BEGIN Records shown

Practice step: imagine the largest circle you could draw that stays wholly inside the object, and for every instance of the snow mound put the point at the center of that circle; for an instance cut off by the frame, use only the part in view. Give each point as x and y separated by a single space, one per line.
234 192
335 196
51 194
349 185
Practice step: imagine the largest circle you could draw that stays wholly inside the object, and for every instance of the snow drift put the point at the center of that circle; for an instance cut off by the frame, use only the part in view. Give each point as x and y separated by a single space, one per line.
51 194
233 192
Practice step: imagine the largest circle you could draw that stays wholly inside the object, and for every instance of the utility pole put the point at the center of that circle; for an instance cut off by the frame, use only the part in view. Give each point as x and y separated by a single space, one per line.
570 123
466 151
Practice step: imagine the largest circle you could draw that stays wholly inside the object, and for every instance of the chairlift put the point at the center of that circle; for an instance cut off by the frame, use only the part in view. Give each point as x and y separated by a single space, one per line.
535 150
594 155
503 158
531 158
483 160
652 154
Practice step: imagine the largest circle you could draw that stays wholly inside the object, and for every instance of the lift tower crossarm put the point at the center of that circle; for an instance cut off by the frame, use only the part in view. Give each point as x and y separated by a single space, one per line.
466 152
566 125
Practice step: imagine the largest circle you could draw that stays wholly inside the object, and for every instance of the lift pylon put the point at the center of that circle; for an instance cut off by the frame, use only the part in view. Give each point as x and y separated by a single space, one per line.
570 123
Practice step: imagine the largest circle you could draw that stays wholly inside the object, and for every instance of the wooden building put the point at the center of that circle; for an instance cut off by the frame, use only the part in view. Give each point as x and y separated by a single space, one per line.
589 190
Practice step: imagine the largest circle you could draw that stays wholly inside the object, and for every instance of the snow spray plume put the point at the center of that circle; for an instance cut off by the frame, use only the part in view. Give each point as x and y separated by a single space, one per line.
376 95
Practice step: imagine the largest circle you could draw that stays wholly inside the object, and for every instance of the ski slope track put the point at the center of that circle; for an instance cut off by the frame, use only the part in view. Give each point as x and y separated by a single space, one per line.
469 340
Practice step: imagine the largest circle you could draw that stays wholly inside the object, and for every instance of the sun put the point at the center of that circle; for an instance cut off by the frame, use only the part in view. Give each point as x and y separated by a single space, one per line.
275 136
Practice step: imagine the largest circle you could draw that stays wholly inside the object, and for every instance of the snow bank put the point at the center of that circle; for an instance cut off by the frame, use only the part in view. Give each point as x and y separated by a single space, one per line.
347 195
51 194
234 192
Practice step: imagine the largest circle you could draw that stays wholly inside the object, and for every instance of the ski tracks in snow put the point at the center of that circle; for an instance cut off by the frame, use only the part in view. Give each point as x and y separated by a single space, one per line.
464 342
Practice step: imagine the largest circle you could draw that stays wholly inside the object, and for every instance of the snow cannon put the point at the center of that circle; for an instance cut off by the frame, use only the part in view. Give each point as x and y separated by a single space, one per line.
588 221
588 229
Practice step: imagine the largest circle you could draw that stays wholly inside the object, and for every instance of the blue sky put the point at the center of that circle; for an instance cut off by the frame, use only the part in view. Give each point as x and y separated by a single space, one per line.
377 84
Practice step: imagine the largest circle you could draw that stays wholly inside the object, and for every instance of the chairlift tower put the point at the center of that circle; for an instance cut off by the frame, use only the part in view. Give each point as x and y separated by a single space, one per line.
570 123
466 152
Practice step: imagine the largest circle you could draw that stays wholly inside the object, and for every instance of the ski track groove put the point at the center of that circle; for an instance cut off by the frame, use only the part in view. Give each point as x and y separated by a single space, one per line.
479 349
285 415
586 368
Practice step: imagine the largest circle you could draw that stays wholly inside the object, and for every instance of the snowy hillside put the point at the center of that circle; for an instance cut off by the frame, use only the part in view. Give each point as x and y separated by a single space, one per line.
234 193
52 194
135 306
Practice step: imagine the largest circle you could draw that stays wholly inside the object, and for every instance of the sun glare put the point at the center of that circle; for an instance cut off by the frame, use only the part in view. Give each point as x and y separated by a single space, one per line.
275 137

END Records shown

• Task to carry out: Reproduce each entry word for word.

• Written reply:
Practice step: imagine the largest circle you could draw that stays wholly inside the object, and for every instance of the snow mound put the point at the center of that circle; for an instance cut off by the frame, use only the part in view. Give each point as x and y separated by a single space, one per line.
234 192
335 196
51 194
349 185
Practice step: imagine the largest circle you could draw that stays wholly inside the object, and for every instance of the snow drift put the point at the center of that circle; for an instance cut off by the frame, use only the part in view. Give each point as x and y separated by a single space, one per line.
51 194
233 192
Practice step: imagine the largest circle you could draw that stays wholly inside the object, and for every instance of the utility pole put the point at the center of that circle; for an instance cut off by the frame, use only the part in view. Give each point as x and y separated by a single space, one per line.
570 123
466 151
Practice step: imagine the largest circle you could draw that stays wholly inside the object, and for every instance of the chairlift put the point at the center of that circle; for an instance cut off by the frame, use only the part in view. Give each point as x and y separated by a single space, one per line.
535 150
594 155
503 158
531 158
483 160
652 154
Practice step: imagine the largest circle you could draw that stays wholly inside the object, and for every instance of the lift tower crossarm put the point at the center of that circle; for an instance cut off by the frame, use only the part in view. Give each point as x and y separated by a single space, one per line.
466 152
566 125
Practice step: imagine the largest circle you could draw that stays wholly inside the object, and for every instance of the lift pylon put the point at the center of that circle; for an instance cut off by the frame, use only the part in view. Give each point as x and y separated by a single space, one per line.
570 123
Practice step: imagine the largest circle you could draw that stays wholly inside the object, and for every instance of the wooden building put the point at the center of that circle; for an instance cut off by the frame, use only the part in view. Give each point as x and y separated by a single space, one per line.
589 190
Practice step: imagine the largest circle you could draw that stays wholly inside the object, and for every instance of the snow spray plume put the point at the center of that circle; for an instance cut off by the frame, use only the part in view. Give each point as x and y separated by a single space, one per line.
376 95
Practice step: imagine the largest circle you could draw that stays wholly inside the object, and for every instance of the ski slope track put the point at the center of that circle; for an instance cut off by the frame, use only the part in view. Give each point as x and y separated by a single space, one per line.
469 340
Practice step: imagine the largest circle you could draw that stays wholly inside the object, and for every instance of the sun put the point at the center of that circle; for an instance cut off by the frame, use only the part in view. Give each point as x and y separated by a single space, one per line.
275 136
Practice step: imagine the largest circle you could draw that stays wholly inside the object, and for every instance of the snow bank put the point at the center of that circle; for an instance cut off by the frame, use only the part in view. Give each point as x and y separated by a single space, one per line.
347 195
51 194
234 192
Practice step: imagine the largest circle you could draw that stays wholly inside the object, and for every instance of the ski tracks in snow put the point at the center of that circle; for an instance cut off by the frame, use only the part in view. Give each point as x and y separated by a single space, one per line.
464 342
Practice step: imagine the largest circle you could draw that stays wholly inside the object, and for every instance of the snow cannon put the point at the center of that circle; for an instance cut off by the frame, use only the part in view. Give each point as x and y separated by a single space, one per line.
588 221
588 229
Practice step: imagine the largest circle you could draw that stays wholly inside the object, and for every instance of the blue sky put the point at the center of that circle; for an instance cut off by the frame, use only the part in view. Give each point as x and y separated by a single space, one per line.
377 84
Practice step: imagine the largest circle you could draw that stays wholly inside the object, and for every instance of the chairlift tower put the point at the center of that circle; for an instance cut off by the frame, use only the part in view. Give each point as x and y separated by a single space, one per line.
570 123
466 152
Practice step: imagine the largest circle you could draw that stays wholly inside the object, and for every instance of the ski track groove put the point at the center of that circle; for an instance cut off by the frame, use only the part in view. Give each point as x and y separated by a single space, one per line.
479 349
285 415
586 368
Practice step: imagine the largest circle you could draw that stays wholly inside the object, and for every instance of the snowy hillside put the point at the center of that circle; for an instance cut off by the frame, use only the part in view. Give each point as x and y separated by a single space, one per line.
234 193
52 194
135 306
Practice step: imagine the largest circle you could draw that stays wholly inside the object, and for every instance of the sun glare put the point at the center of that circle; for an instance cut off by the frame, use only the part in view. Give each point as x and y separated by a single space, one per line.
275 137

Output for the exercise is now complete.